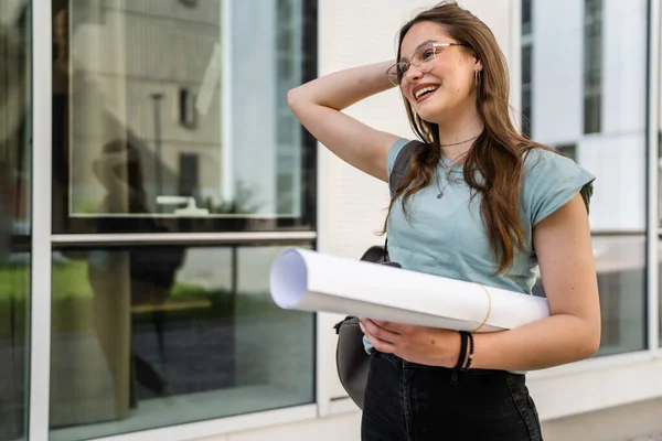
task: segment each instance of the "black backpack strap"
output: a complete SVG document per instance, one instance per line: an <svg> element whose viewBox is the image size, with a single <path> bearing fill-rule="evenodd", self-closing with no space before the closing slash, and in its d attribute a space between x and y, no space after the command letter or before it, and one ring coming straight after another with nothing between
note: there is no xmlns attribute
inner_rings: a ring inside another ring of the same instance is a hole
<svg viewBox="0 0 662 441"><path fill-rule="evenodd" d="M388 190L391 191L391 198L395 195L397 186L407 174L409 169L409 162L412 158L420 150L427 149L428 144L417 139L409 141L402 148L395 158L393 163L393 170L388 175ZM388 237L384 240L384 260L388 260Z"/></svg>
<svg viewBox="0 0 662 441"><path fill-rule="evenodd" d="M402 148L397 157L395 158L395 162L393 163L393 171L388 175L388 189L391 190L391 198L395 194L397 186L401 181L407 174L407 170L409 169L409 162L412 157L414 157L420 150L424 150L428 147L425 142L421 142L417 139L414 141L409 141Z"/></svg>

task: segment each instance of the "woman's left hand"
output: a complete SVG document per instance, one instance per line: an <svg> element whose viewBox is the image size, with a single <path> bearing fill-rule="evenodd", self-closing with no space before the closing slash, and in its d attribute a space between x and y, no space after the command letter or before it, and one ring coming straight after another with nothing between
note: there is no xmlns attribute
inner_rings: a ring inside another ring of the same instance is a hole
<svg viewBox="0 0 662 441"><path fill-rule="evenodd" d="M375 349L427 366L455 367L460 356L456 331L361 319L361 330Z"/></svg>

○ ○ ○ ○

Written task.
Reproduce every line above word for word, leaving out the pictures.

The response.
task: segment each instance of the "black backpack strap"
output: a complete SVG document per instance, one instance per line: an <svg> element whose viewBox is the image size, with a single <path> bearing fill-rule="evenodd", self-closing with no space before the closing slash, and in its d attribute a space between x and y, no space after the command letter or before it, and one ring coming straight after another with nothing between
note: there is no xmlns attribute
inner_rings: a ring inside another ring of the same instance is a hole
<svg viewBox="0 0 662 441"><path fill-rule="evenodd" d="M388 190L391 191L391 198L395 195L397 186L407 174L409 169L409 162L412 158L420 150L427 149L428 144L417 139L409 141L402 148L395 158L393 163L393 170L388 175ZM388 237L384 240L384 260L388 260Z"/></svg>
<svg viewBox="0 0 662 441"><path fill-rule="evenodd" d="M402 148L397 157L395 158L395 162L393 163L393 171L388 175L388 189L391 190L391 198L395 194L397 186L401 181L407 174L407 170L409 169L409 162L412 157L414 157L420 150L424 150L428 147L425 142L421 142L417 139L414 141L409 141Z"/></svg>

task: segment each instance of the "woman's left hand"
output: a complete SVG document per instance, one instance per line: an <svg> element whose viewBox is the image size, with a single <path> bearing fill-rule="evenodd", self-closing with no space before the closing slash, and in its d attribute a space between x and y, no space after the command letter or before it, and one ring coming straight after another with nothing between
note: there is no xmlns attribute
inner_rings: a ring inside another ring of the same instance is a hole
<svg viewBox="0 0 662 441"><path fill-rule="evenodd" d="M375 349L427 366L455 367L460 356L456 331L361 319L361 330Z"/></svg>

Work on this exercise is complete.